[Document segment — start]

Seqanswers Leaderboard Ad

**dpryan** · 07-20-2015, 04:29 AM

As I mentioned in your other thread, most variant callers are aware of the concept of paired-end reads and will deal with them in a coherent manner. You're unlikely to gain anything by merging overlapping regions for your use case.

Regarding 200bp SE with reads vs. 100bp PE sequencing, the nicest results will probably vary by facility. For our internally produced data I think the 100bp PE reads might produce slightly better results, but I suppose one would need to do the comparison to really say for sure.

**evakoe** · 07-20-2015, 04:41 AM

Originally posted by dpryan View Post

most variant callers are aware of the concept of paired-end reads and will deal with them in a coherent manner.

I see your point, thanks for sharing. Still, I wonder if the extra accuracy that I gain by the overlapping reads is worth the additional sequencing. But that is probably something that everybody has to decide for themselves.

**GenoMax** · 07-20-2015, 05:04 AM

Originally posted by evakoe View Post

I see your point, thanks for sharing. Still, I wonder if the extra accuracy that I gain by the overlapping reads is worth the additional sequencing. But that is probably something that everybody has to decide for themselves.

The price differential is small between SE and PE reads (based on a casual search for exome sequencing for a single sample on GenoHub.com). If you were doing thousands of samples then it may become a consideration but then you would be negotiating directly with the sequencing center.

**evakoe** · 07-20-2015, 05:24 AM

Originally posted by GenoMax View Post

The price differential is small between SE and PE reads

Ok, let's assume that the price for SE and PE for a given read length and number of reads is identical. My point was that I might get more data out of SE, since I don't "loose" bases to the overlapping PE. As a consequence, PE is more expensive to get to the same final coverage.

**dpryan** · 07-20-2015, 05:27 AM

While you lose a few bases with PE data you also probably have a slightly higher alignment rate, so the actual effective coverage is probably not that different.

**evakoe** · 07-20-2015, 05:40 AM

Originally posted by dpryan View Post

While you lose a few bases with PE data you also probably have a slightly higher alignment rate, so the actual effective coverage is probably not that different.

[Document segment — finish]
[Data shown — start]

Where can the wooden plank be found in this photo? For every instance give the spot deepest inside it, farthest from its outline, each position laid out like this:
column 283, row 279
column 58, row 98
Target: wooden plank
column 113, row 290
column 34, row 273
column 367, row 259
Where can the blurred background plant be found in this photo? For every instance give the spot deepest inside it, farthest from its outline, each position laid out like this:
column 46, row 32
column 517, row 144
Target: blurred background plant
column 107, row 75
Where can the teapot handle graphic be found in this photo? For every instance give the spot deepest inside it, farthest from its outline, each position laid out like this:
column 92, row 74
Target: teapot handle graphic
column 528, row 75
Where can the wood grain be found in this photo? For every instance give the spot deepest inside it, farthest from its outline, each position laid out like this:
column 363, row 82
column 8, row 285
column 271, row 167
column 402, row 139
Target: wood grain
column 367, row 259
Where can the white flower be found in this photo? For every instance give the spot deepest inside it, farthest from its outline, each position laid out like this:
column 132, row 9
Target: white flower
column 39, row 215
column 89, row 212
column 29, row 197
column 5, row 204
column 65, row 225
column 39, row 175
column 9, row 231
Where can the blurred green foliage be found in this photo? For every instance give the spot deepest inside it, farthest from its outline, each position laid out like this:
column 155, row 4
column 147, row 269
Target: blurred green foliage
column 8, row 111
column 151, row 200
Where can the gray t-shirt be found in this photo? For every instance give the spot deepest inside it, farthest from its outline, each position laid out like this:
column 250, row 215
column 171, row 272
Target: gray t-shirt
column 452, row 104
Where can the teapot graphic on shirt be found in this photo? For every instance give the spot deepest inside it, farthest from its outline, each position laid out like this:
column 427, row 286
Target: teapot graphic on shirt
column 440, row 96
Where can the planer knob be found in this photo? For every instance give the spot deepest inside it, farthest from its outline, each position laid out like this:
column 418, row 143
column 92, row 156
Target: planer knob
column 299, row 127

[Data shown — finish]

** Things to do **
1. Translate this sentence from the sequencing thread into German: "You're unlikely to gain anything by merging overlapping regions for your use case."
2. Retype the sequencing thread from "Originally posted by GenoMax" to "same final coverage.".
3. Write what comes next in the sequencing thread, picking up after its final sentence.
The listing has no connection to the sequencing thread above.

** Activity answers **
1. Für Ihren Anwendungsfall werden Sie durch das Zusammenführen überlappender Bereiche wahrscheinlich nichts gewinnen.

2.
Originally posted by GenoMax View Post

The price differential is small between SE and PE reads

Ok, let's assume that the price for SE and PE for a given read length and number of reads is identical. My point was that I might get more data out of SE, since I don't "loose" bases to the overlapping PE. As a consequence, PE is more expensive to get to the same final coverage.

3.
That would be very easy to test. I can just remove the paired end information and treat my reads as SE and compare the alignment accuracy. I will do that and post the results.

Unfortunately, the overlap is much more than a few bases. Imagine the PE reads with adapters already removed. When I now merge the overlapping reads and then count the number of bases, I have 30% less bases than without the merging.

**dpryan** · 07-20-2015, 05:41 AM

Given that, your SE reads would be heavily contaminated with adapters and similar junk, so again I doubt you'd be gaining anything with SE reads.

**evakoe** · 07-20-2015, 05:45 AM

Originally posted by dpryan View Post

Given that, your SE reads would be heavily contaminated with adapters and similar junk, so again I doubt you'd be gaining anything with SE reads.

But would SE reads be more heavily contaminated with adapters then PE reads? With the PE data, 11% of the bases from the raw reads are adapters, though there is quite some variability per sample.

**dpryan** · 07-20-2015, 05:48 AM

Yes, they'd be even more contaminated than PE samples, since you're likely starting with essentially the same fragment size pool.

**evakoe** · 07-20-2015, 05:52 AM

Originally posted by dpryan View Post

Yes, they'd be even more contaminated than PE samples, since you're likely starting with essentially the same fragment size pool.

I didn't know this. Thank you for your input.

**Brian Bushnell** · 07-20-2015, 08:05 AM

Originally posted by evakoe View Post

That would be very easy to test. I can just remove the paired end information and treat my reads as SE and compare the alignment accuracy. I will do that and post the results.

Unfortunately, the overlap is much more than a few bases. Imagine the PE reads with adapters already removed. When I now merge the overlapping reads and then count the number of bases, I have 30% less bases than without the merging.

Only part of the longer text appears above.